◆ Your objective
Rewrite all of the items below, replacing "Python list" with "JSON array" wherever it occurs and leaving everything else unchanged.

──────── Entries supplied ────────

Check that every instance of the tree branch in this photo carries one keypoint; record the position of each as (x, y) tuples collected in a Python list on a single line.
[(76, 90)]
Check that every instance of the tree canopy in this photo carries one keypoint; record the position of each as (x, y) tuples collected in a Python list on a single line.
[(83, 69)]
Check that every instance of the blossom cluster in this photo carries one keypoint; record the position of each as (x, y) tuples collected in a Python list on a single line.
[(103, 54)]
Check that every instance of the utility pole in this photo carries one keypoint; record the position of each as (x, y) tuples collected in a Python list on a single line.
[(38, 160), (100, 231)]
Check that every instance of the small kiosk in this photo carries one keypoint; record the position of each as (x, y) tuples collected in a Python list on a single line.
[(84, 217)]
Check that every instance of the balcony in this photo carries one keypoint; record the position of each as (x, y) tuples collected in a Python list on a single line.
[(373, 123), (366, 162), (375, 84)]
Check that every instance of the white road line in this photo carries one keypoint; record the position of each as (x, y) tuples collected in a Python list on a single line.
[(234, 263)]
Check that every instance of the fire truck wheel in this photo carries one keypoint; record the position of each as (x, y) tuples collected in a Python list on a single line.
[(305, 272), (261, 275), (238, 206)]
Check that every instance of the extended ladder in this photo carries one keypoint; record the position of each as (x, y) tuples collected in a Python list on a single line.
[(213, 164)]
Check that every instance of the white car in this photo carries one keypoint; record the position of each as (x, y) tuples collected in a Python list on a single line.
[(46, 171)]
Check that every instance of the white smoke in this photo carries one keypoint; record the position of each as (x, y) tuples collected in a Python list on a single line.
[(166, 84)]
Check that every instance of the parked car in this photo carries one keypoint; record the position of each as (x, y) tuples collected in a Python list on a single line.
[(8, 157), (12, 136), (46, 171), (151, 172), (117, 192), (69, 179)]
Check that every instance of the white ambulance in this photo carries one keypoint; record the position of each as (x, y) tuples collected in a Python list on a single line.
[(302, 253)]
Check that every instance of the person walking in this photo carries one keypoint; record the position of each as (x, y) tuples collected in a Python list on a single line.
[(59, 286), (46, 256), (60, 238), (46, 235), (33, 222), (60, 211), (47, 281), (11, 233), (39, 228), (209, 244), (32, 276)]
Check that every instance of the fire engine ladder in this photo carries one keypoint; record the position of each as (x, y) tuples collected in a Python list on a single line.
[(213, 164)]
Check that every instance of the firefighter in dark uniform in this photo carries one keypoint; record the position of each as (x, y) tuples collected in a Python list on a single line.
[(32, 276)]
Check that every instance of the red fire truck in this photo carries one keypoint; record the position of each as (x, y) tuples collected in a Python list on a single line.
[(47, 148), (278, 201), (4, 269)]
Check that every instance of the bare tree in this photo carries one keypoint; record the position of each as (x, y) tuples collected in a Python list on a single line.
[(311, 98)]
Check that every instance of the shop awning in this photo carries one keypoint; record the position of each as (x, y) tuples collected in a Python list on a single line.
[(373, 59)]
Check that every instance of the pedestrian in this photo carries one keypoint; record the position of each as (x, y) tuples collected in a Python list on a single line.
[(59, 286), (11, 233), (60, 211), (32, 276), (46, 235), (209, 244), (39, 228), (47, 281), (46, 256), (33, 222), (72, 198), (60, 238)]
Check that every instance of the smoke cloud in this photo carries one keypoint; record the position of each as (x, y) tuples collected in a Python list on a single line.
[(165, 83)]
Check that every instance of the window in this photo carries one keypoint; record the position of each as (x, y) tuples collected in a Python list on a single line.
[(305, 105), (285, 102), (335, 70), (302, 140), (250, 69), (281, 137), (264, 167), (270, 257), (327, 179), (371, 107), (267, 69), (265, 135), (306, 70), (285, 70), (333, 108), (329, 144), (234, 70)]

────────

◆ Output for this exercise
Check that every instance of the tree branch in this photo carries one keypoint; record the position of each as (x, y) tuples collected in a JSON array on a single line.
[(76, 90)]
Check that every instance of the tree canopy in this photo carries one keypoint; record the position of each as (x, y) tuples collected in a JSON array on a single line.
[(83, 69)]
Check that every instance of the blossom cluster in this photo carries one keypoint; record the position of each as (x, y) tuples collected in a JSON array on a single line.
[(103, 54)]
Check that every instance of the utility pole in this photo carries one keypoint; record the position of each as (x, y) tuples collected in a JSON array on a single line.
[(38, 160), (100, 231)]
Check that every instance of the small kiosk in this photo carries one keypoint; record the position of each as (x, y) tuples collected in a JSON array on a single line.
[(84, 217)]
Check that every instance of the balcony in this photo carries one keypoint; record the position of each as (x, y) tuples collected in a JSON array on a single line.
[(373, 123), (366, 162), (375, 84)]
Check that every instance of the white road line in this photo carries one keypoint; record the position of each as (x, y) tuples collected in a JSON array on a single line.
[(234, 263)]
Check that every instance of the fire truck wheel in this photo carries one keypoint; record the position of each as (x, y) tuples collected in a JSON array on a single line.
[(305, 272), (261, 275), (238, 206)]
Check that every instance of the extended ladder in this photo carries one keypoint; record the position of each as (x, y) tuples collected in a JSON array on a single line.
[(213, 164)]
Check that every instance of the white car in this photo carries one keypoint; record the position of each as (x, y) tuples collected in a JSON array on a single line.
[(46, 171)]
Check that every instance of the white smoke in this photo carries one keypoint; record the position of each as (x, y) tuples collected in a JSON array on a single line.
[(166, 84)]
Check that every instance of the parked car in this photo carries one keypoint; record the position of each as (x, y) tuples collected in a JSON array on a single line.
[(8, 157), (12, 136), (46, 171), (151, 172), (117, 192), (69, 179)]
Check that every instance of the white ambulance in this photo carries one keypoint; record the position of each as (x, y) tuples collected in a JSON array on a single line.
[(302, 253)]
Check that every instance of the person walking in this photo carries one keypoint; record the position of each as (x, y) tuples collected in a JSON array on a single line.
[(59, 286), (46, 256), (60, 238), (46, 235), (33, 222), (60, 211), (47, 281), (11, 233), (39, 228), (209, 244), (32, 276)]
Check that every instance of the fire engine ladder in this photo carries one keypoint; record the position of each as (x, y) tuples collected in a JSON array on a single line.
[(213, 164)]
Check that every instance of the firefighter in dark uniform in this photo carries one keypoint; record the position of each as (x, y) tuples collected in a JSON array on a single line.
[(32, 276)]
Check that every instance of the red fire truck in this photo carries one keypoint; record the position of each as (x, y) tuples collected in a JSON array on a single line.
[(47, 148), (278, 201), (4, 269)]
Check that every instance of the bare tree in this photo carries one keypoint; record the position of each as (x, y) tuples collected in a JSON array on a single line.
[(311, 98)]
Check that every instance of the shop awning in this photo carries one keypoint; record the position of each as (x, y) tuples collected in a JSON array on a single line.
[(373, 59)]
Check that every instance of the pedestrian in this photo carries one keypoint; record the position of each as (x, y) tuples collected in a JSON array on a single line.
[(59, 286), (11, 233), (60, 211), (32, 276), (46, 235), (209, 244), (39, 228), (47, 281), (46, 256), (33, 222), (72, 198), (60, 238)]
Check that every instance of the smoke cloud in this photo carries one keypoint; record the position of each as (x, y) tuples collected in a JSON array on a single line.
[(165, 83)]
Check that every instance of the window in this photo carries one keypoint; record the position of each as (x, y) tuples collected in a JSON array on a single line.
[(305, 105), (285, 102), (335, 70), (302, 140), (250, 69), (281, 137), (264, 167), (270, 257), (327, 179), (371, 107), (267, 69), (265, 135), (306, 70), (285, 70), (333, 108), (329, 144), (234, 70)]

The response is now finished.